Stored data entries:
----

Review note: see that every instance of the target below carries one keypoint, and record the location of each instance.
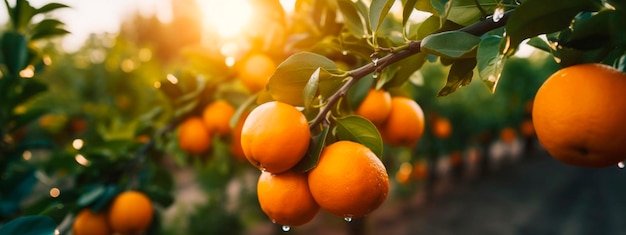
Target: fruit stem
(412, 48)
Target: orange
(442, 128)
(285, 198)
(89, 223)
(527, 129)
(235, 141)
(131, 212)
(376, 106)
(508, 135)
(403, 175)
(420, 170)
(456, 158)
(405, 124)
(217, 115)
(579, 115)
(349, 180)
(193, 137)
(256, 71)
(275, 136)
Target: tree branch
(414, 47)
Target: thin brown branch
(414, 47)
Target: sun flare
(228, 18)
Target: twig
(413, 48)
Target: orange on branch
(130, 213)
(376, 106)
(193, 136)
(579, 114)
(275, 136)
(405, 124)
(285, 198)
(349, 180)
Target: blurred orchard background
(102, 106)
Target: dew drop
(498, 14)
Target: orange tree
(329, 55)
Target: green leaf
(352, 19)
(490, 61)
(291, 77)
(318, 142)
(452, 44)
(378, 11)
(29, 225)
(406, 68)
(48, 33)
(358, 91)
(47, 28)
(460, 75)
(311, 88)
(92, 194)
(426, 6)
(592, 32)
(23, 12)
(15, 51)
(50, 7)
(536, 17)
(408, 6)
(358, 129)
(538, 43)
(428, 27)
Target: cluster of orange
(130, 213)
(195, 134)
(348, 181)
(400, 120)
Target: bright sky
(96, 16)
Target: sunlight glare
(227, 17)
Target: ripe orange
(420, 170)
(193, 137)
(256, 71)
(442, 128)
(275, 136)
(349, 180)
(285, 198)
(508, 135)
(376, 106)
(579, 115)
(456, 158)
(89, 223)
(405, 124)
(217, 115)
(131, 212)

----

What is required >> Emit only the final stretch of the records: the line containing "Target: cluster of orange" through the end, each line exactly as it stands.

Output below >>
Target: cluster of orange
(130, 213)
(195, 134)
(348, 181)
(400, 120)
Target: bright sky
(96, 16)
Target: sunlight glare
(227, 17)
Target: ripe orange
(420, 170)
(193, 137)
(256, 71)
(442, 128)
(275, 136)
(349, 180)
(285, 198)
(508, 135)
(376, 106)
(579, 115)
(456, 158)
(89, 223)
(405, 124)
(217, 115)
(131, 212)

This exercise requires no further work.